SOAL 1: Ketik ulang bagian dari teks tentang pemberitaan dua stasiun tivi, mulai dari "Lantas, apakah dengan" dan terus sampai "Siapa yang tau.".
SOAL 2:
Jawablah pertanyaan berikut berdasarkan teks tentang pemberitaan dua stasiun tivi:
(a) Menurut penulis, pemberitaan kedua stasiun tivi itu berada di ranah apa?
(b) Dalam pengandaian penulis, siapa yang mungkin menjadi pemilik Lapindo Brantas?
(c) Dalam pengandaian itu, tivi mana yang bisa jadi buas memberitakan Lapindo?
SOAL 3: Lanjutkan teks tentang pemberitaan bencana Lapindo di dua stasiun tivi itu, mulai setelah kalimat terakhirnya.

KUTIPAN PILIHAN:

Lantas, apakah dengan posisi demikian, artinya tivi 'biru' adalah stasiun terbaik, karena menyajikan berita yang cukup komprehensif? Saya melihatnya, pemberitaan dari kedua stasiun tivi itu berada di ranah persaingan bisnis. Jadi, menurut saya, tidak pada tempatnya dilihat mana yang lebih baik atau buruk dalam konteks pemberitaan yang dilakukan kedua stasiun tivi itu. Lagipula, belum tentu si tivi 'biru' adalah tivi yang berani dalam memberitakan segala sesuatunya. Apa jadinya bila Paloh itu sendiri adalah pemilik Lapindo Brantas? Apakah tivi 'biru' akan memberitakan dengan cukup komprehensif bencana itu, seperti sekarang? Belum tentu. Bisa jadi, pemberitaan tentang bencana Lapindo malah tidak ada sama sekali di tivi 'biru', dan sebaliknya, giliran si tivi 'merah' yang jadi buas memberitakan Lapindo, hingga membongkar sampai ke akar-akar yang boroknya. Siapa yang tau.

DAFTAR CATATAN:
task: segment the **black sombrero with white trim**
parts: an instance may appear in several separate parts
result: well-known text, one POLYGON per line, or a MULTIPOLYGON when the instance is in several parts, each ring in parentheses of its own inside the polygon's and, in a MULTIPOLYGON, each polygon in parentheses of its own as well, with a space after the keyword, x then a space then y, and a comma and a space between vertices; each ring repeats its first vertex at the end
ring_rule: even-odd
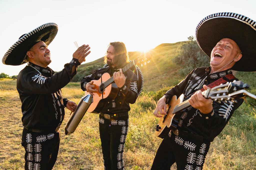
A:
POLYGON ((228 38, 239 47, 242 55, 232 69, 256 71, 256 22, 242 15, 220 12, 209 15, 198 24, 197 41, 202 50, 210 58, 212 49, 220 40, 228 38))
POLYGON ((24 60, 27 51, 40 41, 43 41, 48 45, 53 40, 58 32, 57 24, 48 23, 23 35, 5 53, 2 62, 4 64, 12 66, 24 64, 26 62, 24 60))

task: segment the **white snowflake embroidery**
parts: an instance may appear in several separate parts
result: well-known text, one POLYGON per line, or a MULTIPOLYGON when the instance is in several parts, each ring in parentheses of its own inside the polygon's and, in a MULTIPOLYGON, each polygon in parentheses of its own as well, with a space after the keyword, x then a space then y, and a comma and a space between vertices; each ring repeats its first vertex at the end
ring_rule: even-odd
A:
POLYGON ((196 145, 191 142, 185 141, 184 143, 184 147, 192 151, 194 151, 196 145))
POLYGON ((26 136, 26 142, 27 143, 30 143, 32 141, 32 135, 31 133, 27 133, 26 136))
POLYGON ((59 106, 60 106, 60 101, 59 101, 58 100, 57 100, 57 102, 58 103, 58 105, 59 105, 59 106))
POLYGON ((222 72, 222 73, 219 73, 220 76, 221 77, 223 77, 226 75, 226 73, 225 72, 222 72))
POLYGON ((123 150, 123 144, 119 144, 118 146, 118 152, 122 152, 123 150))
POLYGON ((119 161, 117 162, 117 167, 119 169, 122 169, 122 163, 120 161, 119 161))
POLYGON ((195 79, 197 80, 199 80, 200 79, 200 77, 199 76, 197 76, 195 78, 195 79))
POLYGON ((117 124, 117 121, 116 120, 111 121, 111 124, 112 125, 116 125, 117 124))
POLYGON ((35 152, 40 152, 42 150, 42 145, 41 143, 35 144, 34 146, 34 149, 35 152))
POLYGON ((204 154, 205 151, 205 148, 206 147, 206 145, 204 143, 203 143, 201 145, 201 147, 200 147, 200 149, 199 149, 199 153, 200 153, 204 154))
POLYGON ((41 161, 41 154, 36 153, 35 155, 34 160, 36 162, 39 162, 41 161))
POLYGON ((190 93, 190 92, 191 92, 191 90, 192 90, 192 89, 189 89, 189 90, 188 91, 188 92, 187 92, 187 94, 186 94, 186 95, 187 96, 188 95, 188 94, 189 94, 189 93, 190 93))
POLYGON ((34 164, 34 168, 33 168, 33 170, 40 170, 40 164, 35 163, 34 164))
POLYGON ((101 118, 100 119, 100 123, 102 124, 104 124, 104 119, 101 118))
POLYGON ((48 134, 47 135, 47 139, 51 139, 53 138, 54 137, 54 134, 53 133, 50 133, 49 134, 48 134))
POLYGON ((117 160, 121 161, 123 158, 122 153, 118 153, 117 154, 117 160))
POLYGON ((179 126, 180 127, 181 127, 181 126, 182 125, 183 122, 183 121, 182 120, 180 119, 179 120, 179 122, 178 123, 178 125, 179 125, 179 126))
POLYGON ((44 142, 46 140, 46 136, 45 135, 40 135, 36 137, 36 142, 44 142))
POLYGON ((184 140, 180 137, 176 136, 175 137, 175 140, 176 142, 180 145, 183 145, 183 141, 184 140))
POLYGON ((28 156, 27 157, 27 160, 30 161, 33 161, 33 155, 31 153, 28 153, 28 156))
POLYGON ((186 112, 183 112, 183 113, 182 113, 182 114, 181 115, 181 116, 180 116, 180 118, 183 119, 184 119, 186 118, 186 117, 187 116, 187 114, 188 113, 186 112))
POLYGON ((190 152, 188 154, 188 156, 187 157, 188 158, 187 159, 187 162, 188 163, 193 164, 196 161, 196 155, 195 153, 193 153, 190 152))
POLYGON ((31 143, 28 143, 27 144, 27 151, 30 152, 33 152, 33 146, 31 143))
POLYGON ((33 81, 34 82, 37 79, 37 81, 36 82, 37 83, 38 83, 39 84, 42 84, 45 83, 45 80, 46 79, 46 78, 42 75, 38 74, 37 75, 35 75, 31 79, 32 79, 32 80, 33 80, 33 81))
POLYGON ((193 166, 191 165, 187 165, 185 167, 185 170, 192 170, 193 169, 193 166))
POLYGON ((125 139, 125 136, 124 135, 122 135, 120 137, 120 142, 123 143, 125 139))
POLYGON ((170 130, 169 132, 169 133, 168 133, 168 136, 169 136, 169 137, 171 137, 171 136, 172 136, 172 131, 170 130))
POLYGON ((136 81, 131 82, 131 89, 132 90, 138 93, 138 89, 137 87, 137 82, 136 81))
POLYGON ((34 67, 37 70, 40 70, 40 67, 39 67, 38 66, 35 66, 34 67))
POLYGON ((217 75, 217 74, 213 74, 210 75, 210 77, 212 79, 216 79, 218 78, 218 75, 217 75))
POLYGON ((122 127, 122 133, 124 134, 126 132, 126 126, 123 126, 122 127))
POLYGON ((33 164, 31 162, 28 162, 28 168, 29 170, 32 170, 33 164))
POLYGON ((195 169, 195 170, 202 170, 202 167, 197 166, 195 169))
POLYGON ((199 155, 197 156, 197 158, 196 159, 196 164, 197 165, 201 165, 204 162, 204 155, 199 155))
POLYGON ((125 121, 124 120, 120 120, 118 121, 118 125, 125 126, 125 121))
POLYGON ((193 74, 192 74, 192 75, 191 76, 194 77, 195 77, 196 76, 196 74, 195 73, 194 73, 193 74))
POLYGON ((219 115, 223 116, 223 119, 225 119, 226 121, 228 118, 228 116, 230 114, 231 110, 233 110, 232 108, 234 107, 234 105, 232 104, 233 102, 232 101, 230 102, 230 104, 229 105, 223 102, 222 102, 222 103, 224 103, 225 105, 221 105, 220 106, 223 108, 221 108, 219 109, 219 111, 218 112, 220 113, 222 113, 222 114, 219 114, 219 115))
POLYGON ((187 109, 188 110, 190 110, 192 109, 192 106, 189 106, 189 107, 188 107, 187 108, 187 109))
POLYGON ((42 71, 43 72, 44 72, 45 73, 49 72, 49 70, 46 69, 43 69, 42 70, 42 71))

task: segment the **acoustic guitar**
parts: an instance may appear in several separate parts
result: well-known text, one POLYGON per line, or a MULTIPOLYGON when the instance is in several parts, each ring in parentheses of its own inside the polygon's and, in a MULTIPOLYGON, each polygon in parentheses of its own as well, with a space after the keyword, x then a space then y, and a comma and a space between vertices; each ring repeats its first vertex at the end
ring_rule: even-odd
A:
MULTIPOLYGON (((122 69, 123 72, 125 73, 130 68, 137 64, 146 64, 150 61, 149 60, 152 57, 150 53, 148 53, 144 56, 140 56, 133 60, 122 69)), ((110 99, 114 99, 117 95, 118 88, 114 82, 113 76, 110 76, 108 73, 105 73, 98 80, 93 80, 94 87, 93 88, 97 90, 94 92, 92 96, 92 102, 87 111, 90 113, 98 113, 104 108, 107 101, 110 99)), ((85 95, 89 94, 86 91, 85 95)))
MULTIPOLYGON (((205 98, 210 99, 219 103, 228 101, 236 102, 238 99, 246 97, 256 99, 256 96, 244 89, 249 87, 249 85, 241 81, 227 82, 218 86, 207 89, 202 92, 205 98)), ((191 105, 188 100, 183 101, 184 95, 182 94, 177 99, 174 95, 166 105, 167 114, 160 117, 156 127, 155 134, 157 136, 164 138, 171 129, 176 130, 178 125, 178 121, 181 114, 185 109, 191 105)))

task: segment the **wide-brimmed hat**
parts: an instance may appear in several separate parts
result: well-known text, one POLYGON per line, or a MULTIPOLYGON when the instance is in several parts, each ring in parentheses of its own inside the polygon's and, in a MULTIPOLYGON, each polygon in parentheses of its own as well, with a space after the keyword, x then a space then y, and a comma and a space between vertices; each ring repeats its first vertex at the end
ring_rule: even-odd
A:
POLYGON ((208 15, 198 24, 196 36, 200 48, 210 58, 213 48, 221 39, 232 40, 237 44, 242 55, 231 69, 256 71, 256 22, 248 17, 232 12, 208 15))
POLYGON ((48 45, 56 36, 58 26, 55 23, 48 23, 39 27, 22 36, 9 48, 2 59, 7 65, 18 66, 26 62, 24 61, 27 52, 34 45, 43 41, 48 45))

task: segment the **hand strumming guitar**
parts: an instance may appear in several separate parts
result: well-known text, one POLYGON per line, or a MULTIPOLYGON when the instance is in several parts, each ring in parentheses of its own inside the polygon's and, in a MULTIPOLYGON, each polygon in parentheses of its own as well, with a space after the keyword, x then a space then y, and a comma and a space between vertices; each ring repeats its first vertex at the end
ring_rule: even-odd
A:
MULTIPOLYGON (((210 88, 205 85, 204 85, 203 87, 206 90, 210 88)), ((199 109, 200 112, 203 114, 209 113, 212 110, 212 100, 204 97, 200 90, 196 91, 188 99, 188 102, 192 107, 199 109)))
POLYGON ((92 95, 94 95, 94 94, 93 93, 94 92, 97 91, 97 90, 96 89, 94 89, 92 88, 95 87, 95 86, 92 85, 93 84, 93 81, 89 82, 86 84, 85 85, 85 89, 86 89, 86 91, 88 92, 90 94, 92 95))
POLYGON ((156 104, 156 109, 154 111, 153 113, 155 116, 157 117, 161 117, 162 116, 160 115, 159 114, 166 114, 166 98, 165 97, 162 97, 159 99, 157 102, 157 104, 156 104))
POLYGON ((114 72, 113 74, 113 77, 115 83, 119 88, 123 87, 125 82, 125 77, 123 73, 122 69, 120 69, 119 71, 114 72))

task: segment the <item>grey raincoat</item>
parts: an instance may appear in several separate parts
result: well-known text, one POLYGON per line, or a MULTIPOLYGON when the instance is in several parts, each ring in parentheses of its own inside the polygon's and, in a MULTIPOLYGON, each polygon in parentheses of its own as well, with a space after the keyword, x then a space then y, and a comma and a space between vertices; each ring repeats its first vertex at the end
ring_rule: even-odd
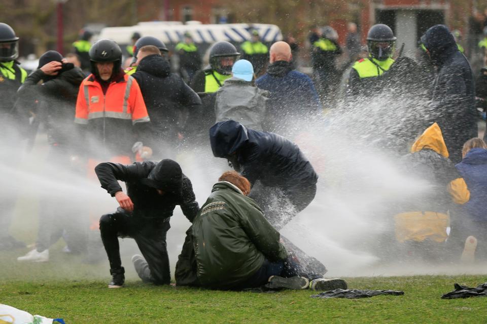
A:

JAWABAN 1:
Lantas, apakah dengan posisi demikian, artinya tivi 'biru' adalah stasiun terbaik, karena menyajikan berita yang cukup komprehensif? Saya melihatnya, pemberitaan dari kedua stasiun tivi itu berada di ranah persaingan bisnis. Jadi, menurut saya, tidak pada tempatnya dilihat mana yang lebih baik atau buruk dalam konteks pemberitaan yang dilakukan kedua stasiun tivi itu. Lagipula, belum tentu si tivi 'biru' adalah tivi yang berani dalam memberitakan segala sesuatunya. Apa jadinya bila Paloh itu sendiri adalah pemilik Lapindo Brantas? Apakah tivi 'biru' akan memberitakan dengan cukup komprehensif bencana itu, seperti sekarang? Belum tentu. Bisa jadi, pemberitaan tentang bencana Lapindo malah tidak ada sama sekali di tivi 'biru', dan sebaliknya, giliran si tivi 'merah' yang jadi buas memberitakan Lapindo, hingga membongkar sampai ke akar-akar yang boroknya. Siapa yang tau.

JAWABAN 2:
(a) Ranah persaingan bisnis.
(b) Paloh.
(c) Tivi 'merah'.

JAWABAN 3:
Dalam hal ini, saya membayangkan ibarat dua orang pengusaha saling bersaing dan menjadi rival sejak dulu kala, bukan masalah mana dari kedua pengusaha itu yang paling baik. Dan cara bermain bisnis, khususnya dalam hal bersaing dengan rival dalam berbisnis, dikenal jargon: know your enemy, atau diperbuas lagi menjadi: ketahui kelemahan lawan (Saya tidak tahu jargon ini ada di butir keberapa dari petuah bijak Sun Tzu di buku-buku kiat sukses berbisnis itu). Hanya saja menjadi lumrah dalam berbisnis untuk mengetahui kelemahan lawan, lalu memanfaatkannya agar mencapai keuntungan bisnis itu sendiri. Terbuka kemungkinan, bagaimana pemilik tivi 'biru' mengetahui kelemahan pemilik tivi 'merah' (mis. dengan posisi Bakrie yang memiliki saham di Lapindo Brantas dan juga tivi 'merah') lalu memanfaatkannya dengan membuat berita yang komprehensif seperti itu, dengan tendensi akhir menyudutkan tivi 'merah'. Bahkan berekspektasi lebih agar tivi 'merah' itu bangkrut sekalian, supaya tidak ada saingan lagi.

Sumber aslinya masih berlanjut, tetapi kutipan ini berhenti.